- **Tasks to complete**:
a - In the localization management post, what usually brings about the point where decentralizing localization project management has to be considered?
b - Reproduce the localization management post word for word, from "Localization Management: One" to "pestering people company-wide.".

- **Document passage**:
§ §
06 July 2007

Localization Management: One Big Bag, or Several Smaller Ones?

Are you getting to the point where you need to consider decentralizing your localization project management efforts? That decision point usually comes with growth (more languages, more products, shorter lag-times). Here are some things to consider in distributed vs. centralized localization management models:
  • Trying to plant and cultivate this expertise in each group (QA, product teams, release engineering, sustaining engineering) is pretty tough. One prospect appeared to manage things in a decentralized manner like this, telling me that "the car drives itself," but I have my doubts. I've never seen any organization that did it well and robustly without a lightning rod or "localization czar" that ran around pestering people company-wide.
  • Frankly, I think decentralization is difficult because, for all but the largest, best funded firms, it's just plain hard to find and keep that many individuals interested in driving international products. I suppose it could be built into the company's incentive structure, so that managers understood it was part of their charter to localize, but that wouldn't guarantee that they would actually care about it, and caring is at the heart of long-term localization management.
§ §
- **Records**:
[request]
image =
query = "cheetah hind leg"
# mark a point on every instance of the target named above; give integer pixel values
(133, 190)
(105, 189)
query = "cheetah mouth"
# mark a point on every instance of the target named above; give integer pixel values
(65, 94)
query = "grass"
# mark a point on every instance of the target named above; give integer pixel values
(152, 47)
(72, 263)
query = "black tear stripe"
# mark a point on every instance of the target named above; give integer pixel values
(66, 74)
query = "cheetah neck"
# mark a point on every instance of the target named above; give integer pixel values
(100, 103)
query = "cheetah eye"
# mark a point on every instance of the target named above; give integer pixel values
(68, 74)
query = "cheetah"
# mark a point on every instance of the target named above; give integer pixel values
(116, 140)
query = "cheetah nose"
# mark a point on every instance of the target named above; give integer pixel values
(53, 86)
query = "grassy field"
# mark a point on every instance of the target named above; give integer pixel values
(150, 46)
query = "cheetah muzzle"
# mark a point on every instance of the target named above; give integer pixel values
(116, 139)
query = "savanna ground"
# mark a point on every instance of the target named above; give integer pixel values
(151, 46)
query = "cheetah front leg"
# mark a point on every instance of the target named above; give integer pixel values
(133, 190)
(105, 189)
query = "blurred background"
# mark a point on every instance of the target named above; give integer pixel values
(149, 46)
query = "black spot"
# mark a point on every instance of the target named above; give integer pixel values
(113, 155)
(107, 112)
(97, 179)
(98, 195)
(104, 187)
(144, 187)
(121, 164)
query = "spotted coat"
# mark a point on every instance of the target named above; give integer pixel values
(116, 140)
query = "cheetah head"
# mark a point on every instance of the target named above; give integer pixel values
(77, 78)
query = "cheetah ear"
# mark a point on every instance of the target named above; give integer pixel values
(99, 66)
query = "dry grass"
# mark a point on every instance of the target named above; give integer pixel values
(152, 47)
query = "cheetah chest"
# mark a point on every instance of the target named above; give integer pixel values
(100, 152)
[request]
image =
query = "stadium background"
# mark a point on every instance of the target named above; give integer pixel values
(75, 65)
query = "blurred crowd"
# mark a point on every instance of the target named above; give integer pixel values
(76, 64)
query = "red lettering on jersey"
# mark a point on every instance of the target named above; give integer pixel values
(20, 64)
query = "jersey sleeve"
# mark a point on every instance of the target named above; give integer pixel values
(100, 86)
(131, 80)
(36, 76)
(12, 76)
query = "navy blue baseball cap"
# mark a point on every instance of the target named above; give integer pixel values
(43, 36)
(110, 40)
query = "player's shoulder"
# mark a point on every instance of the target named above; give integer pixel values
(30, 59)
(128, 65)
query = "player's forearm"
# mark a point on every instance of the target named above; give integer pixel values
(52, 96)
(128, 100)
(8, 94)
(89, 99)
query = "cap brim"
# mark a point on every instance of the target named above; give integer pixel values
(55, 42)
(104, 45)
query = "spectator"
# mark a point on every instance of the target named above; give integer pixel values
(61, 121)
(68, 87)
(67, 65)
§ §
- **Solved tasks**:
a - Growth, in the form of more languages, more products and shorter lag-times.

b -
Localization Management: One Big Bag, or Several Smaller Ones?

Are you getting to the point where you need to consider decentralizing your localization project management efforts? That decision point usually comes with growth (more languages, more products, shorter lag-times). Here are some things to consider in distributed vs. centralized localization management models:
  • Trying to plant and cultivate this expertise in each group (QA, product teams, release engineering, sustaining engineering) is pretty tough. One prospect appeared to manage things in a decentralized manner like this, telling me that "the car drives itself," but I have my doubts. I've never seen any organization that did it well and robustly without a lightning rod or "localization czar" that ran around pestering people company-wide.